» **Requirement**
Can you copy every one of the items below word for word, leaving out the pictures?

━━━━━ Extracted information

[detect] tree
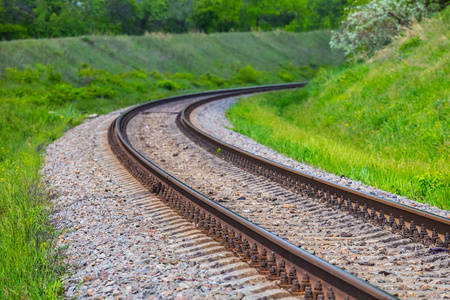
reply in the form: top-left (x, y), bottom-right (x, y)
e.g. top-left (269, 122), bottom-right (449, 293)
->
top-left (105, 0), bottom-right (142, 34)
top-left (192, 0), bottom-right (242, 33)
top-left (139, 0), bottom-right (169, 31)
top-left (330, 0), bottom-right (438, 55)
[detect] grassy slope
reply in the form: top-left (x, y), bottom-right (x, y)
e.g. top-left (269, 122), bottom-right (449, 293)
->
top-left (0, 31), bottom-right (342, 77)
top-left (228, 8), bottom-right (450, 209)
top-left (0, 32), bottom-right (342, 299)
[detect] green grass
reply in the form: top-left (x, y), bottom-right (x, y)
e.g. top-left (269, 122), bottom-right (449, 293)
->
top-left (0, 32), bottom-right (343, 299)
top-left (0, 31), bottom-right (343, 77)
top-left (227, 8), bottom-right (450, 209)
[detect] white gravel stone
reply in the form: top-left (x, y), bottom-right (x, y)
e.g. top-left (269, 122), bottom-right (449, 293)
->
top-left (192, 98), bottom-right (450, 218)
top-left (42, 114), bottom-right (243, 299)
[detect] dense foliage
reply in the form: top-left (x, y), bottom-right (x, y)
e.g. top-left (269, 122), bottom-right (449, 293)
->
top-left (0, 0), bottom-right (348, 40)
top-left (228, 7), bottom-right (450, 209)
top-left (330, 0), bottom-right (444, 55)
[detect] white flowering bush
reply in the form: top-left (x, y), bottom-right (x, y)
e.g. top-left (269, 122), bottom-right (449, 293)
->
top-left (330, 0), bottom-right (439, 55)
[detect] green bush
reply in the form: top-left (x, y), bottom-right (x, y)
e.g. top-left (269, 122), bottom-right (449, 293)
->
top-left (330, 0), bottom-right (439, 55)
top-left (156, 79), bottom-right (182, 91)
top-left (235, 65), bottom-right (261, 84)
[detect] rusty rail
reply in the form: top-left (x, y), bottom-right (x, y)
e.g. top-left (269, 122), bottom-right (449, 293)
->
top-left (108, 83), bottom-right (396, 299)
top-left (178, 90), bottom-right (450, 248)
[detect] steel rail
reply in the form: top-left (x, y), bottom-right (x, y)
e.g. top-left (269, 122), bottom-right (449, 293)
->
top-left (108, 83), bottom-right (396, 299)
top-left (178, 91), bottom-right (450, 247)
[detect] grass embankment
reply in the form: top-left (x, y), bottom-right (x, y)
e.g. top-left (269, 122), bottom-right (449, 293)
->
top-left (0, 32), bottom-right (342, 299)
top-left (227, 8), bottom-right (450, 209)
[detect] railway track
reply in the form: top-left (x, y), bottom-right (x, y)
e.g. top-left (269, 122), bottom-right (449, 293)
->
top-left (109, 84), bottom-right (450, 299)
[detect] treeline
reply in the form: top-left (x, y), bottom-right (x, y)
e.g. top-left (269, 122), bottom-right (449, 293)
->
top-left (0, 0), bottom-right (350, 40)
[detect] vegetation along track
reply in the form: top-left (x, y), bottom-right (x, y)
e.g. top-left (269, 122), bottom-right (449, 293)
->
top-left (109, 84), bottom-right (450, 299)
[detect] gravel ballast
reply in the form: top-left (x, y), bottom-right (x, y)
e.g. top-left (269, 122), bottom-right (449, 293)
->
top-left (192, 98), bottom-right (450, 219)
top-left (42, 113), bottom-right (255, 300)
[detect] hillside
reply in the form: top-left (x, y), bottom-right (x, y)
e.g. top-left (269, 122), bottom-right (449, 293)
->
top-left (0, 31), bottom-right (343, 77)
top-left (228, 8), bottom-right (450, 209)
top-left (0, 31), bottom-right (343, 299)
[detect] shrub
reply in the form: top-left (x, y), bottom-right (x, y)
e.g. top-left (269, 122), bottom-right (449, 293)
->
top-left (156, 79), bottom-right (182, 91)
top-left (235, 65), bottom-right (260, 84)
top-left (330, 0), bottom-right (439, 55)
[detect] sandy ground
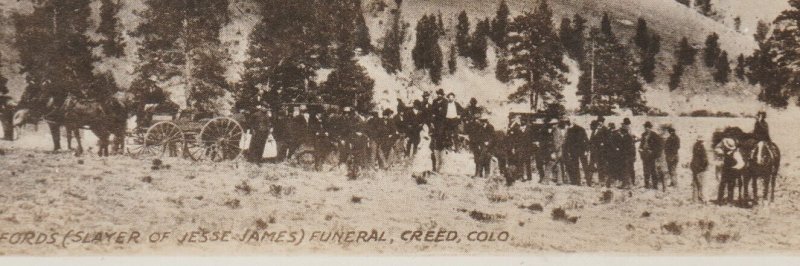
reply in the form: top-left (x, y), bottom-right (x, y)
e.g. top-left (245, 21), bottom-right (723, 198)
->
top-left (0, 116), bottom-right (800, 255)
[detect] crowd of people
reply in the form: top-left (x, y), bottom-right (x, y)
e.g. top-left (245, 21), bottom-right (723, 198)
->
top-left (234, 89), bottom-right (769, 205)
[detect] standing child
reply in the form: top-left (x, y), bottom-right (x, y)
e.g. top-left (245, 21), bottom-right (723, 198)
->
top-left (689, 136), bottom-right (708, 204)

━━━━━━━━━━

» **Output**
[detect] tree
reply in the form: top-left (x, y), bottom-right (x, y)
e.g. top-left (269, 122), bottom-right (449, 293)
->
top-left (105, 0), bottom-right (142, 34)
top-left (192, 0), bottom-right (242, 33)
top-left (139, 0), bottom-right (169, 31)
top-left (330, 0), bottom-right (438, 55)
[detect] grassy slope
reply in the form: top-left (x, y), bottom-right (x, y)
e.g. top-left (269, 122), bottom-right (449, 293)
->
top-left (0, 31), bottom-right (342, 77)
top-left (228, 8), bottom-right (450, 209)
top-left (0, 32), bottom-right (342, 299)
[detect] green grass
reply in the form: top-left (x, y), bottom-right (x, y)
e.g. top-left (269, 122), bottom-right (449, 293)
->
top-left (0, 32), bottom-right (343, 299)
top-left (0, 31), bottom-right (343, 77)
top-left (227, 8), bottom-right (450, 209)
[detect] white gravel stone
reply in the form: top-left (x, y), bottom-right (x, y)
e.g. top-left (269, 122), bottom-right (449, 293)
->
top-left (192, 98), bottom-right (450, 218)
top-left (42, 114), bottom-right (243, 299)
[detect] dense foliage
reply in the form: top-left (x, y), bottom-right (x, y)
e.g. top-left (269, 122), bottom-right (449, 293)
->
top-left (0, 0), bottom-right (348, 40)
top-left (228, 7), bottom-right (450, 209)
top-left (330, 0), bottom-right (444, 55)
[detect] white flowering bush
reply in the form: top-left (x, y), bottom-right (x, y)
e.g. top-left (269, 122), bottom-right (449, 293)
->
top-left (330, 0), bottom-right (439, 55)
[detect] green bush
reply in the form: top-left (x, y), bottom-right (x, y)
e.g. top-left (269, 122), bottom-right (449, 293)
->
top-left (330, 0), bottom-right (439, 55)
top-left (156, 79), bottom-right (182, 91)
top-left (235, 65), bottom-right (261, 84)
[detect] rusty rail
reply in the form: top-left (x, y), bottom-right (x, y)
e.g. top-left (269, 122), bottom-right (449, 293)
->
top-left (108, 83), bottom-right (396, 299)
top-left (178, 90), bottom-right (450, 248)
[detect] steel rail
reply in the form: top-left (x, y), bottom-right (x, y)
e.g. top-left (269, 122), bottom-right (449, 293)
->
top-left (108, 83), bottom-right (396, 299)
top-left (178, 91), bottom-right (450, 247)
[detect] grass embankment
reply in the form: top-left (x, y), bottom-right (x, y)
e.g. top-left (269, 122), bottom-right (449, 293)
->
top-left (0, 32), bottom-right (342, 299)
top-left (227, 8), bottom-right (450, 209)
[detect] railway track
reply in the form: top-left (x, y), bottom-right (x, y)
e.g. top-left (269, 122), bottom-right (449, 293)
->
top-left (109, 84), bottom-right (450, 299)
[detect] treeline
reply in the form: top-left (x, y), bottom-right (x, y)
e.g. top-left (269, 122), bottom-right (449, 293)
->
top-left (0, 0), bottom-right (350, 40)
[detect] vegetation along track
reply in the form: top-left (x, y), bottom-right (x, y)
e.g. top-left (269, 122), bottom-right (449, 293)
->
top-left (109, 84), bottom-right (450, 299)
[detect] gravel ballast
reply in the form: top-left (x, y), bottom-right (x, y)
e.g. top-left (269, 122), bottom-right (449, 293)
->
top-left (192, 98), bottom-right (450, 219)
top-left (42, 113), bottom-right (255, 300)
[detect] hillside
reply in the form: top-left (x, y), bottom-right (x, y)
e.g. top-left (269, 122), bottom-right (449, 293)
->
top-left (0, 31), bottom-right (343, 77)
top-left (228, 8), bottom-right (450, 209)
top-left (0, 31), bottom-right (343, 299)
[detect] shrub
reply in the form: top-left (x, y), bottom-right (x, y)
e.g. top-left (269, 122), bottom-right (449, 293)
->
top-left (156, 79), bottom-right (182, 91)
top-left (235, 65), bottom-right (260, 84)
top-left (330, 0), bottom-right (439, 55)
[detect] sandy ground
reply in the form: top-left (x, y), bottom-right (x, y)
e.g. top-left (245, 21), bottom-right (723, 198)
->
top-left (0, 116), bottom-right (800, 255)
[detect] crowd of people
reply in the form: top-left (x, y), bottom-right (x, y)
e.g. top-left (245, 21), bottom-right (723, 198)
->
top-left (234, 89), bottom-right (769, 205)
[detect] standing child
reply in the form: top-left (x, y), bottom-right (x, y)
e.g. top-left (245, 21), bottom-right (723, 198)
->
top-left (689, 136), bottom-right (708, 204)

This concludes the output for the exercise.